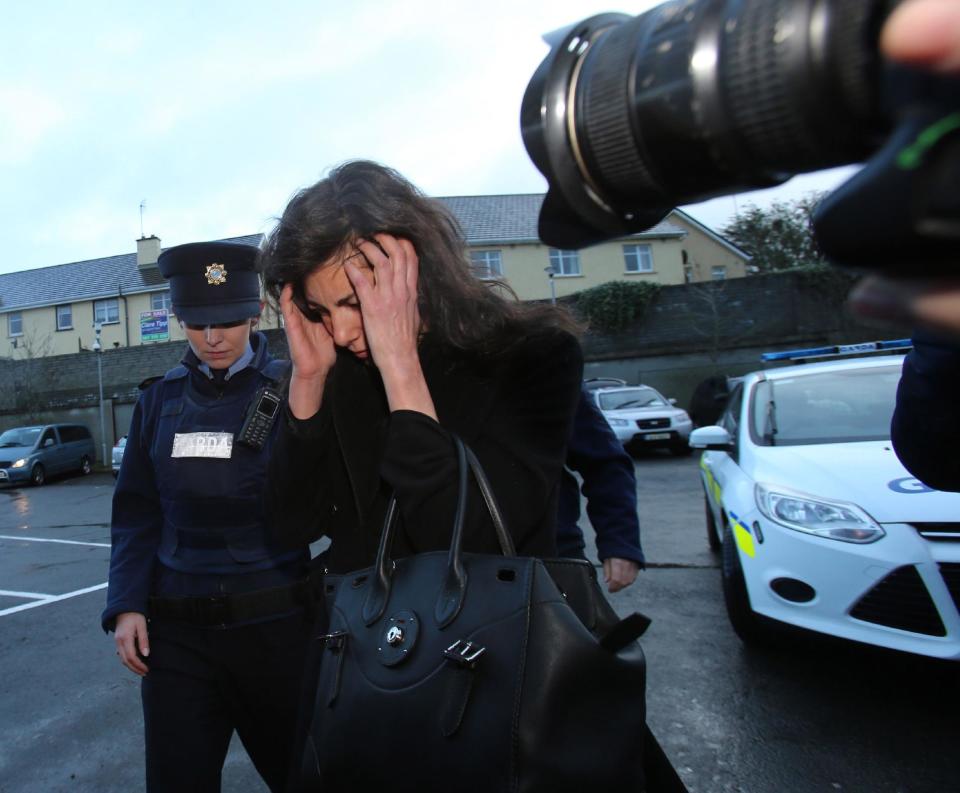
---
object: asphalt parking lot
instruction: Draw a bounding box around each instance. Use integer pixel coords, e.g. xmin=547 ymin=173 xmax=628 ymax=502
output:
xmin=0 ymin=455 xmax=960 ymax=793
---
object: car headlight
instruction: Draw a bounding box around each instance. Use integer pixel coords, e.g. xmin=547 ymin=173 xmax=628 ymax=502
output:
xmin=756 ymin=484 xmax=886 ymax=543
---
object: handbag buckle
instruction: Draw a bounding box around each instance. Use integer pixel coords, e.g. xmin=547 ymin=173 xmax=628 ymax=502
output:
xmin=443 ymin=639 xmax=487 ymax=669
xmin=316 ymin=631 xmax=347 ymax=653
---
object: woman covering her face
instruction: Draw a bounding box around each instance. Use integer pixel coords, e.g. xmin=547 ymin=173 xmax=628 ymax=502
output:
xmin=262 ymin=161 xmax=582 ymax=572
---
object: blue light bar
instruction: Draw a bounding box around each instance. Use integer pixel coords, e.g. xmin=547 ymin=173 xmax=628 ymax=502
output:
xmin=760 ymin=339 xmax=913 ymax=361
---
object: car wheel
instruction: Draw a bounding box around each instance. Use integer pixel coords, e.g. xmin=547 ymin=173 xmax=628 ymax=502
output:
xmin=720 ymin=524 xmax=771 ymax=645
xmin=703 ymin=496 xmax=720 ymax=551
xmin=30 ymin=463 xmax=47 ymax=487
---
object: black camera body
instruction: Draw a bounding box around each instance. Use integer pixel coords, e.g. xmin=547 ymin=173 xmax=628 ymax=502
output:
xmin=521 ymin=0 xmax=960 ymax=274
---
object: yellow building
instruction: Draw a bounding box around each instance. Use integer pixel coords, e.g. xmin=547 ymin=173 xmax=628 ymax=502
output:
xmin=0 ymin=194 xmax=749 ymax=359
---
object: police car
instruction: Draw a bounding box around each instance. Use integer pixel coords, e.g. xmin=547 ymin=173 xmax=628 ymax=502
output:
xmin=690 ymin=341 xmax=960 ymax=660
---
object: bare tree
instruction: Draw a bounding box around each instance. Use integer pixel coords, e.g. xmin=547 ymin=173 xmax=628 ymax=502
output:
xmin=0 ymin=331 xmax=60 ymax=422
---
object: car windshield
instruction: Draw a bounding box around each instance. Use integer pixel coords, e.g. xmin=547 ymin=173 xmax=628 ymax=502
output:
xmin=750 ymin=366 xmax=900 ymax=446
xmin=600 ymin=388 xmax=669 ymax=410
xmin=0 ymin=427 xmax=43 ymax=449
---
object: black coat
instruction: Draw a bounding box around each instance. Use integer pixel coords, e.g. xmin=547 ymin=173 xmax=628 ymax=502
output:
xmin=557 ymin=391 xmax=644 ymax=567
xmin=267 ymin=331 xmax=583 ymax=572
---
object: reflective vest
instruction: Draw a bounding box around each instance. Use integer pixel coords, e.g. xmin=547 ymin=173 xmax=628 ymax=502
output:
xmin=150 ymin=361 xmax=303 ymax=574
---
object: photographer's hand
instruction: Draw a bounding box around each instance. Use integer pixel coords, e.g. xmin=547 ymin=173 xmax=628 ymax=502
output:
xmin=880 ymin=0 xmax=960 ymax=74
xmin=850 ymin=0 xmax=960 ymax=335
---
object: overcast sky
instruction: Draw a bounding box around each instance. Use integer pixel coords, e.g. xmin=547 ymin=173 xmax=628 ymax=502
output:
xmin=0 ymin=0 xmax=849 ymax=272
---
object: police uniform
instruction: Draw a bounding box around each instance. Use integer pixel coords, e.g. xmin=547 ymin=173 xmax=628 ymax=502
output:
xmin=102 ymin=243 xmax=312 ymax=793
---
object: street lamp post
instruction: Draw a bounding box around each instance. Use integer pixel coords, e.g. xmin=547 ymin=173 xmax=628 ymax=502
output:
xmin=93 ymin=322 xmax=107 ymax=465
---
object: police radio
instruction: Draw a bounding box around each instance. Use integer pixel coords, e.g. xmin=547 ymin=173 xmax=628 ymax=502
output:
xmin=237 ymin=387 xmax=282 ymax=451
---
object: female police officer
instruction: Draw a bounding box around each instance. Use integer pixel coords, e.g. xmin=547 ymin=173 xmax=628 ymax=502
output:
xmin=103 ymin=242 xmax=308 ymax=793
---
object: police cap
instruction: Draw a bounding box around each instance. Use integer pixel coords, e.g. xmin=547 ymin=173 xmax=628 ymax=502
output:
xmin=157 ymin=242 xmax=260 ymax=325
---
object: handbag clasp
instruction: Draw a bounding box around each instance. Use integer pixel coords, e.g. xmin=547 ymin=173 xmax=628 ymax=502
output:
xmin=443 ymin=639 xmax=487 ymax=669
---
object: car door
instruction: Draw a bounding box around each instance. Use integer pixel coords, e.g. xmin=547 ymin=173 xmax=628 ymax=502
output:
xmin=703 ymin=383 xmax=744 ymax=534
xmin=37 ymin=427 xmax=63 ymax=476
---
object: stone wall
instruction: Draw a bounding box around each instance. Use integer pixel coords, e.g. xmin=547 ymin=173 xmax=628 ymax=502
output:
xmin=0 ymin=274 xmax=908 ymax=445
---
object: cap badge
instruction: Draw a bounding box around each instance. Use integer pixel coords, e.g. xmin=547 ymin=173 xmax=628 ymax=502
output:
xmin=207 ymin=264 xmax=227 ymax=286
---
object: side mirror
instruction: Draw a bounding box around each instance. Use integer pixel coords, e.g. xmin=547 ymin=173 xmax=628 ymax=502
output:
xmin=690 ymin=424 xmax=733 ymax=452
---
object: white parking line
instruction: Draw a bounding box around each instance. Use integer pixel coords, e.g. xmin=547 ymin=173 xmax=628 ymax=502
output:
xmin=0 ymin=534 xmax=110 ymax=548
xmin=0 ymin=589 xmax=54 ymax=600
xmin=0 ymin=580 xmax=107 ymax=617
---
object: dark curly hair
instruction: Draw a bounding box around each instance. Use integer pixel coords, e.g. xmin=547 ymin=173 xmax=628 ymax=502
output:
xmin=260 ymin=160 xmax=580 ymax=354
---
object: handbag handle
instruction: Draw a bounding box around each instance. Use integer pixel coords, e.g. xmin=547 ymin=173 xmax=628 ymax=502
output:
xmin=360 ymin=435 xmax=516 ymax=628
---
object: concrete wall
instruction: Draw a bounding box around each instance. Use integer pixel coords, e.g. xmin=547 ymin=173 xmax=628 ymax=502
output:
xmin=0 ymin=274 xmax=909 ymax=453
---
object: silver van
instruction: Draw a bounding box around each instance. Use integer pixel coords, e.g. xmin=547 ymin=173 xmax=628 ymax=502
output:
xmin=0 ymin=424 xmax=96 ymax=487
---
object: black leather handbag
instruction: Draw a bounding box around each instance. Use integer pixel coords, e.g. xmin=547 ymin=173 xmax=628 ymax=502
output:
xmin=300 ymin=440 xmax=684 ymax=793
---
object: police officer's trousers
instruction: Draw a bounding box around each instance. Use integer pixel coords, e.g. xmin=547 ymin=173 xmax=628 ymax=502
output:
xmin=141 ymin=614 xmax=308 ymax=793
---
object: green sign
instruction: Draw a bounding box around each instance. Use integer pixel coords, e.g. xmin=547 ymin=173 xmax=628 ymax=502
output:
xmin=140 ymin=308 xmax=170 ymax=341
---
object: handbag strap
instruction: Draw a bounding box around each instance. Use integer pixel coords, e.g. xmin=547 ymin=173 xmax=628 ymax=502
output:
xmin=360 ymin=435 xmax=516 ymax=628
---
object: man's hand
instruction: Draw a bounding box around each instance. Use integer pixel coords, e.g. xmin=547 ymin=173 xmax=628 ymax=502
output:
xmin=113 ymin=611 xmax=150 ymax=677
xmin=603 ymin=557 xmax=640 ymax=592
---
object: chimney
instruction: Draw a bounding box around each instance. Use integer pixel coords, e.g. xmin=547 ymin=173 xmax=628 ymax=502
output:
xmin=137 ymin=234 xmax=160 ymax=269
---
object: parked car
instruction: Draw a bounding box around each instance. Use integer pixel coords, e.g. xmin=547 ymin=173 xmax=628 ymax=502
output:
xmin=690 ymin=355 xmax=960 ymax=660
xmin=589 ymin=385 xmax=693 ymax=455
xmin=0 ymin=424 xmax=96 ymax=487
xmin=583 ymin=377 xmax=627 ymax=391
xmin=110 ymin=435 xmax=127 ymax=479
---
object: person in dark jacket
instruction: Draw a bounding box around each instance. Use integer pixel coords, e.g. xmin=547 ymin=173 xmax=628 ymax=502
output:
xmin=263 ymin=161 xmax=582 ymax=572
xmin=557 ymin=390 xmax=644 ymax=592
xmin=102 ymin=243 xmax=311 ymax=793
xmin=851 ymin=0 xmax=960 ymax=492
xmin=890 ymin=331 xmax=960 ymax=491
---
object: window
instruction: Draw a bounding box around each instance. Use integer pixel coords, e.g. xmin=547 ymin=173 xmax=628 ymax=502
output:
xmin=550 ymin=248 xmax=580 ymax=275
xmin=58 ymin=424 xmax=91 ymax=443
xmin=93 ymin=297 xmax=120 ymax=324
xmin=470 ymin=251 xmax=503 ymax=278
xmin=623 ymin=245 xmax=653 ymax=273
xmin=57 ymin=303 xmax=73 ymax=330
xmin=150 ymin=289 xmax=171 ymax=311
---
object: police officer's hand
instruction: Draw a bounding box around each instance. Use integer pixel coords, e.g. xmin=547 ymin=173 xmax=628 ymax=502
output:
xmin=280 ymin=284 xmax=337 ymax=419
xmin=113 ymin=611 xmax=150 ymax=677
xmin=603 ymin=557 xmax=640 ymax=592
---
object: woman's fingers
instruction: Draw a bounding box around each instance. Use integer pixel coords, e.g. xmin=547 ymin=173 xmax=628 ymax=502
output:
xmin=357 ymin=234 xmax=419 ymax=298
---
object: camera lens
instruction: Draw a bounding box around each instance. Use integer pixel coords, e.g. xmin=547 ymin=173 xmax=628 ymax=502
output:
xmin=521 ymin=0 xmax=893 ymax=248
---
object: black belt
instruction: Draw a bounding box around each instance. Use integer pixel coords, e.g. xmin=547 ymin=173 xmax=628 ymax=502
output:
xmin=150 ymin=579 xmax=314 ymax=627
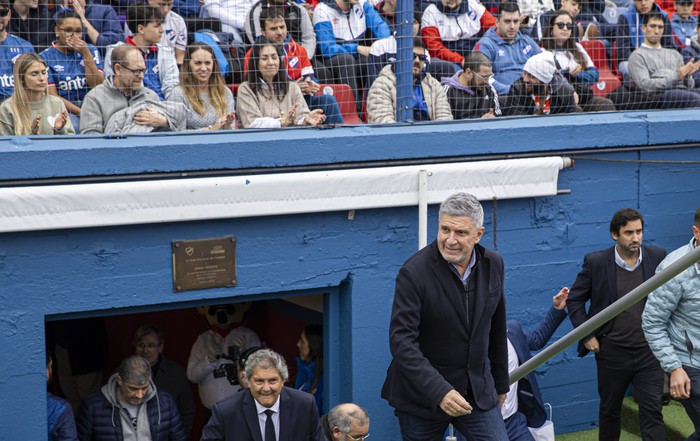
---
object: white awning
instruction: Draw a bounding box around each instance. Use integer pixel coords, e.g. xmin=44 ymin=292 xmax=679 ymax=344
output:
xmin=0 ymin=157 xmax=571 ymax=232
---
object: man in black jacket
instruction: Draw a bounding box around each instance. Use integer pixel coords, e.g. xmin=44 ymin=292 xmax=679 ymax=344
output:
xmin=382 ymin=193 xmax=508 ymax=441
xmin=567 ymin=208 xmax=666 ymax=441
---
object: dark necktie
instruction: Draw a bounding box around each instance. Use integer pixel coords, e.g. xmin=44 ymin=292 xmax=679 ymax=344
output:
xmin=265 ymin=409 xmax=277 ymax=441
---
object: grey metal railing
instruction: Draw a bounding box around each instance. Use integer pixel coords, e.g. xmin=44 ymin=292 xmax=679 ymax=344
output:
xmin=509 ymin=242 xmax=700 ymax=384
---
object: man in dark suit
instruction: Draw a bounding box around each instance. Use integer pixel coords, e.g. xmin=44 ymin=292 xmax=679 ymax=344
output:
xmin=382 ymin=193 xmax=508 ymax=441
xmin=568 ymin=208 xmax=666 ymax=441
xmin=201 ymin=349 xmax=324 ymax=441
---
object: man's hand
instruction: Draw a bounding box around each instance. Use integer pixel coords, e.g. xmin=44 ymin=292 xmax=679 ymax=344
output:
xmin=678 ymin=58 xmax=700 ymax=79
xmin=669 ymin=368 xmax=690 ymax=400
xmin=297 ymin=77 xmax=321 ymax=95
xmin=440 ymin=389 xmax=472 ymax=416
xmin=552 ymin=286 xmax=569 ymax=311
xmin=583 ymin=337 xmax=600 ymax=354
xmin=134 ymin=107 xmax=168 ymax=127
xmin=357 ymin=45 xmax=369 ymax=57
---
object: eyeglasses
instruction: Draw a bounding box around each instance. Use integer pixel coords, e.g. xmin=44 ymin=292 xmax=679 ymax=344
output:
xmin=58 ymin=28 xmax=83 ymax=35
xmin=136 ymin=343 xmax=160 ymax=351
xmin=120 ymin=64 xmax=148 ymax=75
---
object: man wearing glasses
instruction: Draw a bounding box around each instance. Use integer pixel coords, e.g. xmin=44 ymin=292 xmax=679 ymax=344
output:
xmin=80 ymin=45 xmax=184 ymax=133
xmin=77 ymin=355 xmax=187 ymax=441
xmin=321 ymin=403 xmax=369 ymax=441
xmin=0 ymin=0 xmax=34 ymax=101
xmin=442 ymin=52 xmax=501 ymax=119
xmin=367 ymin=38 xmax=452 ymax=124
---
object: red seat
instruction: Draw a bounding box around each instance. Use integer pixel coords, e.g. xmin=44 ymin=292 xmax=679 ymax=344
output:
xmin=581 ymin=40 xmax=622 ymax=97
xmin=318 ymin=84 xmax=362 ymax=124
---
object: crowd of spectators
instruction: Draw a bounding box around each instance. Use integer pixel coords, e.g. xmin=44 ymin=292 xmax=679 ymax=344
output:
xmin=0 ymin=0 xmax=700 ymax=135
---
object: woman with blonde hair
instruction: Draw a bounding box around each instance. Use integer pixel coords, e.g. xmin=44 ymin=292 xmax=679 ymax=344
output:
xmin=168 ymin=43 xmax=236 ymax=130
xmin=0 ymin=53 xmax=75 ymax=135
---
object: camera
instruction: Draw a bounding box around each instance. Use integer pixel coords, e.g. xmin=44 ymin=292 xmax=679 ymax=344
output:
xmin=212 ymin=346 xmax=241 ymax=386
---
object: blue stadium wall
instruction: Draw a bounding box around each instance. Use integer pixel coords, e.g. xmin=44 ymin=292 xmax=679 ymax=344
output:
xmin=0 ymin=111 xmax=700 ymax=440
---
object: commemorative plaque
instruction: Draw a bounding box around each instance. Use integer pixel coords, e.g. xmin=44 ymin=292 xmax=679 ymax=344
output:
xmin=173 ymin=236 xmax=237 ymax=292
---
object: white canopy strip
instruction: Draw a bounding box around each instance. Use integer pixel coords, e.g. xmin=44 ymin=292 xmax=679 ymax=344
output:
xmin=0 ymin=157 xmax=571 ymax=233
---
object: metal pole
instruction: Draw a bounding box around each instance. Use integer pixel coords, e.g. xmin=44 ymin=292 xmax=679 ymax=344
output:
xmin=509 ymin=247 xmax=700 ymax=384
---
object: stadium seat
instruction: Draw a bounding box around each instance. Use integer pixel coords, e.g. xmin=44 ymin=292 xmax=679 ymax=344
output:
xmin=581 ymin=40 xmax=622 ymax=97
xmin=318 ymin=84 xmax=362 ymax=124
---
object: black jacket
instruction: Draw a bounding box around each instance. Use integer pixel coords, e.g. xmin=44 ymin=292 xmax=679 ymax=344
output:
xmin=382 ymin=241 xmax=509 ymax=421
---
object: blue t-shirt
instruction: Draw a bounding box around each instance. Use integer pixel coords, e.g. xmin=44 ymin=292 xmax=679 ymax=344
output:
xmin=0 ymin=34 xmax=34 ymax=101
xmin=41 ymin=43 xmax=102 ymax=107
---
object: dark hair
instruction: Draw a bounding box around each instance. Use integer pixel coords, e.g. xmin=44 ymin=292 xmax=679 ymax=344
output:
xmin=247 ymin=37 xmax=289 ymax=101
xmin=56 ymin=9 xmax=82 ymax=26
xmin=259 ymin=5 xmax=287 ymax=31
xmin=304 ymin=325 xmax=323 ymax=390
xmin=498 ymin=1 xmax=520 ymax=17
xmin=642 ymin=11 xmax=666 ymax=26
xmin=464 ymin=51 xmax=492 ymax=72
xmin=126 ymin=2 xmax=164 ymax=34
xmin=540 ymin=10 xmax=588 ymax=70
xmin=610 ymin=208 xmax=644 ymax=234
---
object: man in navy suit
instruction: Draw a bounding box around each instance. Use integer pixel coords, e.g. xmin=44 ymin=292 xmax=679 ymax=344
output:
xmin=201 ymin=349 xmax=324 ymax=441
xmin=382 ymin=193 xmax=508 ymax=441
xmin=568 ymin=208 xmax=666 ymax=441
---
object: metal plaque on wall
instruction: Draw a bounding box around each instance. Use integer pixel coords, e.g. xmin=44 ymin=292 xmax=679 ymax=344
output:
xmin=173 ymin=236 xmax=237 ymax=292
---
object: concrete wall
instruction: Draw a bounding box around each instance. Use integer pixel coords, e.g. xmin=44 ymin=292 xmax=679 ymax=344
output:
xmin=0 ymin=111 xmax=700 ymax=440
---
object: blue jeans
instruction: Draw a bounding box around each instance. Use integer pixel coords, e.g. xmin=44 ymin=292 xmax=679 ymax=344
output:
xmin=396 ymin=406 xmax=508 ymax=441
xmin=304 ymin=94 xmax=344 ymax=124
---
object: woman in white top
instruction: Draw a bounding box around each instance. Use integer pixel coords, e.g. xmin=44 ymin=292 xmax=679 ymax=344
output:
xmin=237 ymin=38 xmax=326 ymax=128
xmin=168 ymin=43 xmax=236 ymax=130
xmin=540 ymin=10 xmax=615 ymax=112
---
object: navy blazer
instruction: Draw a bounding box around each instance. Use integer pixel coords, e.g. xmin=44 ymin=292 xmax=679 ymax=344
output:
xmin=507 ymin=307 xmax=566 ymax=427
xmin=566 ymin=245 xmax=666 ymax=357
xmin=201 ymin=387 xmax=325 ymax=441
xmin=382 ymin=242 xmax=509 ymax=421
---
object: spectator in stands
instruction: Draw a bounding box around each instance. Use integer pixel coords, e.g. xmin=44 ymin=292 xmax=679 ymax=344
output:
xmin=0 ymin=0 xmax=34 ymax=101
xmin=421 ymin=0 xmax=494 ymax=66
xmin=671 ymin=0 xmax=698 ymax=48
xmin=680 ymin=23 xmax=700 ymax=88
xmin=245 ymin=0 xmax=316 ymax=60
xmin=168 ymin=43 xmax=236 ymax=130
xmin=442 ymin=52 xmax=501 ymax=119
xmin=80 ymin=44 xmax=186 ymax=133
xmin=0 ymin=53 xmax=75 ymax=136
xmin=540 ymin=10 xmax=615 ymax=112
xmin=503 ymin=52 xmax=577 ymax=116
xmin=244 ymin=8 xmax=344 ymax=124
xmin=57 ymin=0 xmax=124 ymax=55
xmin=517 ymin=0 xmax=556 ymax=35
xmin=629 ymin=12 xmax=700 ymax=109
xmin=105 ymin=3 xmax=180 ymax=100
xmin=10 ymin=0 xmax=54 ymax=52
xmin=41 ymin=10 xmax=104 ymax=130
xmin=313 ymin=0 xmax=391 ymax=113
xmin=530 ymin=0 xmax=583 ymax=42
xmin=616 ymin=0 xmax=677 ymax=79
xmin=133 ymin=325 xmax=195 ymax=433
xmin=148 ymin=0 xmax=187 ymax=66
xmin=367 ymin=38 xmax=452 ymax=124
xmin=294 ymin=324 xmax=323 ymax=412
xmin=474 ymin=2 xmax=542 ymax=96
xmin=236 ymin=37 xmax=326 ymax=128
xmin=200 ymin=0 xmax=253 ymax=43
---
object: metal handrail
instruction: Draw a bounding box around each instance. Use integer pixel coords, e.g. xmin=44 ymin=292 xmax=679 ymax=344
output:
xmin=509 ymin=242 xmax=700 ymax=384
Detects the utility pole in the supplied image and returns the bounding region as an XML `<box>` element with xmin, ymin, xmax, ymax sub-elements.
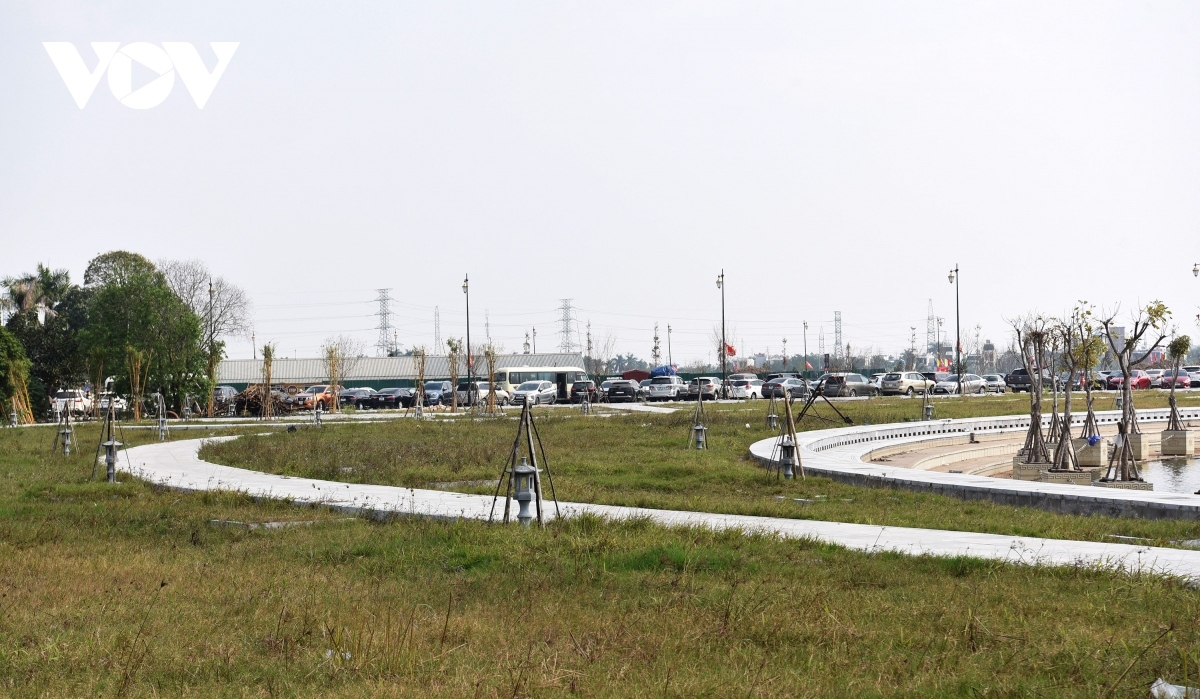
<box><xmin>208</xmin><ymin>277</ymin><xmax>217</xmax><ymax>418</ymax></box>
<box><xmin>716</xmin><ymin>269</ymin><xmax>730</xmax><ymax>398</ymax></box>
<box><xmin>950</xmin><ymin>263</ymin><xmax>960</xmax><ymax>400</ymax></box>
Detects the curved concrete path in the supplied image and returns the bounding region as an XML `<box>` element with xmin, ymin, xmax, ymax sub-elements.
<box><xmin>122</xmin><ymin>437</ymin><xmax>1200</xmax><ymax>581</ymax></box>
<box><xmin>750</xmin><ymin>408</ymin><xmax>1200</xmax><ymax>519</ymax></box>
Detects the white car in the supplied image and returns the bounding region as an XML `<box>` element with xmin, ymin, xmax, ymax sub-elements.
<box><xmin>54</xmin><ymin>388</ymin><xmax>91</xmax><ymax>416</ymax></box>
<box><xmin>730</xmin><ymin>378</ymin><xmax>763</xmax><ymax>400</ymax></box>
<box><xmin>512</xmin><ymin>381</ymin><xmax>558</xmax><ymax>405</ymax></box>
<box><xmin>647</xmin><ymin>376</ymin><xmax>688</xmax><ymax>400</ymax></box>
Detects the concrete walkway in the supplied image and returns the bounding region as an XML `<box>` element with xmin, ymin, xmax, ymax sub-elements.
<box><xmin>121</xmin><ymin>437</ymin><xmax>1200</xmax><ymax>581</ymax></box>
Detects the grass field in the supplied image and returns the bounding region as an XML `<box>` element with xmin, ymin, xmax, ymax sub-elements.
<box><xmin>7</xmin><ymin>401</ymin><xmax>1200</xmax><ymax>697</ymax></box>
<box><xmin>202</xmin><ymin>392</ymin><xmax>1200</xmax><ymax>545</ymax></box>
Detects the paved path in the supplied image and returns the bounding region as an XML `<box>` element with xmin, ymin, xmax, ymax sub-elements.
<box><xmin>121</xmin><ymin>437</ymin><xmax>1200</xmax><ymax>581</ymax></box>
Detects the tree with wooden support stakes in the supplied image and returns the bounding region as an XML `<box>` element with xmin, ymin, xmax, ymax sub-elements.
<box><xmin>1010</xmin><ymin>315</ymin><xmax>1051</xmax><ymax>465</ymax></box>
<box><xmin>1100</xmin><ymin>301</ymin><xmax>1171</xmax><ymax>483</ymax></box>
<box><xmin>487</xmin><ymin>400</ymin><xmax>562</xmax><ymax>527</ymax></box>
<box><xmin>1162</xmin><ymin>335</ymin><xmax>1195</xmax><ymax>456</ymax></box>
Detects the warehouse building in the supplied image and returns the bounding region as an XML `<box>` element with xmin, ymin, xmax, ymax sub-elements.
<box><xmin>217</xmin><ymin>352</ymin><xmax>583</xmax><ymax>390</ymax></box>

• • • • •

• [TASK PROMPT]: Render the records from the start through the line holding "xmin=0 ymin=455 xmax=960 ymax=793", inclusive, as a two-column CSV with columns text and answer and one row per record. Put each field in quotes, turn line breaks into spaces, and leave out the pictures.

• [CORRECT RESULT]:
text,answer
"--- object: asphalt parking lot instruction: Draw a bounding box around each instance. Use integer pixel coords, e.g. xmin=547 ymin=173 xmax=628 ymax=502 output:","xmin=0 ymin=455 xmax=960 ymax=793"